▸ SET EXERCISE
Select every line of the material below that contains the string "glass", and copy each one unchanged.

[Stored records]
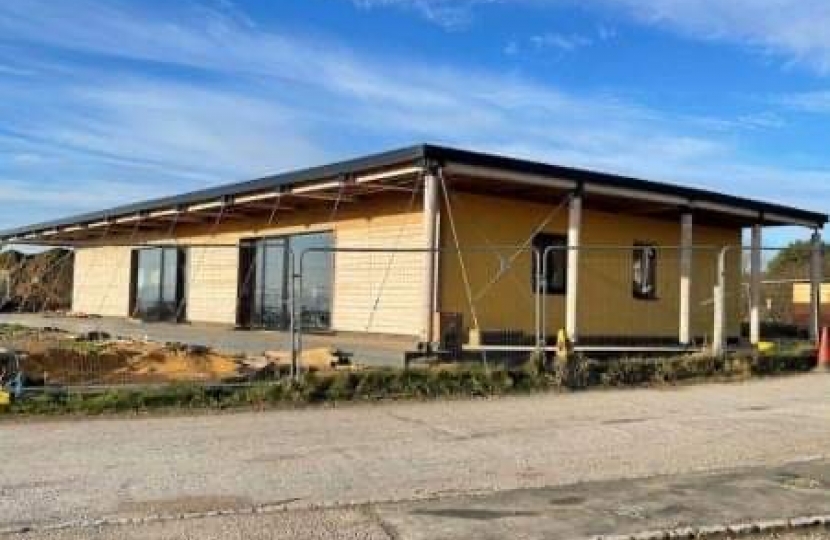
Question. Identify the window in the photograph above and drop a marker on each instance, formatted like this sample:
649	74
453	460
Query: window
644	272
158	284
265	277
555	248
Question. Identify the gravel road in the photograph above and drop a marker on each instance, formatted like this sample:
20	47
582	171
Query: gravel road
67	470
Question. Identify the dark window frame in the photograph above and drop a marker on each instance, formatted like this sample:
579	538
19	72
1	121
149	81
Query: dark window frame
180	293
644	254
555	280
246	316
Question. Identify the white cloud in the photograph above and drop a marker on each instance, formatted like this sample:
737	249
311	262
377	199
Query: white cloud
257	101
562	42
450	14
811	102
794	30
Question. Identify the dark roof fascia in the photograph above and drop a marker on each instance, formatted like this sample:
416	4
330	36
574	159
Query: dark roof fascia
426	154
413	154
584	176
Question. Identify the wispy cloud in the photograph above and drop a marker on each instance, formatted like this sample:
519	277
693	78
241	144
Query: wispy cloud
244	101
793	30
811	102
559	41
451	14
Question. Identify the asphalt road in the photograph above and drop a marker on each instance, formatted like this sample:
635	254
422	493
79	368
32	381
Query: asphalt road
64	472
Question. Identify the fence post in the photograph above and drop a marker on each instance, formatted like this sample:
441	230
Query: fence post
718	335
292	313
816	279
755	271
572	283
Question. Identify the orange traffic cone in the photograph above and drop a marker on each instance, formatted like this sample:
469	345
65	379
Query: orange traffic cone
824	351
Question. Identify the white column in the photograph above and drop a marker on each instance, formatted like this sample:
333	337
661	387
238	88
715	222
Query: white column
430	238
816	279
574	234
755	273
686	255
719	334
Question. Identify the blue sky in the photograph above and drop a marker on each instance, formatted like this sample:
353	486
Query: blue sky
112	101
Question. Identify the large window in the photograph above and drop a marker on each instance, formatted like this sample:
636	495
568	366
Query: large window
265	277
555	276
158	284
644	272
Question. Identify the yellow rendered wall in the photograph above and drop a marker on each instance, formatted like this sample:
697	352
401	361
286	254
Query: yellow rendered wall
500	280
375	292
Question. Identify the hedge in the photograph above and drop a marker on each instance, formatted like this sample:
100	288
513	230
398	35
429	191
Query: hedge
417	383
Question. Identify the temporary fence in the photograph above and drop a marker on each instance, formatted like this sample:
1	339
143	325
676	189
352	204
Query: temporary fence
234	312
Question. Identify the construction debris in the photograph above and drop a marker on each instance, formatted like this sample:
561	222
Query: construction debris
36	282
50	357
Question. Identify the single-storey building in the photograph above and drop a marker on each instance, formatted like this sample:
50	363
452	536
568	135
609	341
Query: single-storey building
426	241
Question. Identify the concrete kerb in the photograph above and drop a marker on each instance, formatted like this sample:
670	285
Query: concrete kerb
734	530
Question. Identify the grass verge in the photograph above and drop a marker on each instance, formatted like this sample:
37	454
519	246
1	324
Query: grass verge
576	373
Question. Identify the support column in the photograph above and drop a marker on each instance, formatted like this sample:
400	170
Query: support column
816	279
431	206
686	255
755	272
572	288
719	333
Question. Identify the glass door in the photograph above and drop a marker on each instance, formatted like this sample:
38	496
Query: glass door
158	284
264	278
270	301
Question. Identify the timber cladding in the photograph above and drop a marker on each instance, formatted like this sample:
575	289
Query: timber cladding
383	291
500	280
374	292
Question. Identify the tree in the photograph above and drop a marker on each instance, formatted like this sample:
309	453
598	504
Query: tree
793	262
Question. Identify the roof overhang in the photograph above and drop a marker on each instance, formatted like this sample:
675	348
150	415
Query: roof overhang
396	170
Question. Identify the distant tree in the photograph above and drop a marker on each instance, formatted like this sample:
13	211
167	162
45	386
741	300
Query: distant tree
793	262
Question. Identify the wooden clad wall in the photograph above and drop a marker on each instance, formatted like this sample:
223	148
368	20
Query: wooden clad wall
375	292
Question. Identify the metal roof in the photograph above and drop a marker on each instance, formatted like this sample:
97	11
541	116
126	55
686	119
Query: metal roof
424	154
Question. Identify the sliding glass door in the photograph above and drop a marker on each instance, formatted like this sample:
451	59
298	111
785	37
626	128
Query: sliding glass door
157	292
264	281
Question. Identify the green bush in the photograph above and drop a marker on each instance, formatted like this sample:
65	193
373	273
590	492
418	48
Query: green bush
535	375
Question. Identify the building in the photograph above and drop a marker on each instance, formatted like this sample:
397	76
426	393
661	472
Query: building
404	242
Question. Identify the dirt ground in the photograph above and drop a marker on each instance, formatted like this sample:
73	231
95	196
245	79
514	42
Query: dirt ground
54	357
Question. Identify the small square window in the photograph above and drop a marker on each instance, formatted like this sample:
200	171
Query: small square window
644	272
555	248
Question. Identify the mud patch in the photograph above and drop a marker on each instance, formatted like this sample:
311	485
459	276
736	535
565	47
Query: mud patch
573	500
623	421
180	505
477	515
797	481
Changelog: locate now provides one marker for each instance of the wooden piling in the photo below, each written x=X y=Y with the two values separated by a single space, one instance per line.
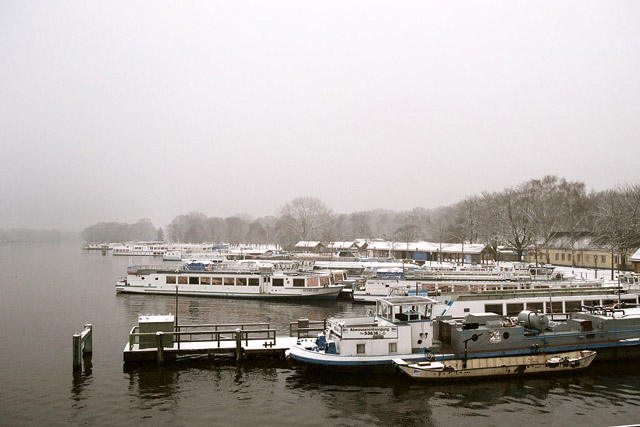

▸ ANSWER IN FULL
Question. Identify the glass door in the photograph above and drop a marker on each instance, formatted like this sample:
Query: glass door
Question. Identify the sliding glass door in the photograph above and drop a marker on each instance, formatted like this sample:
Query: sliding glass door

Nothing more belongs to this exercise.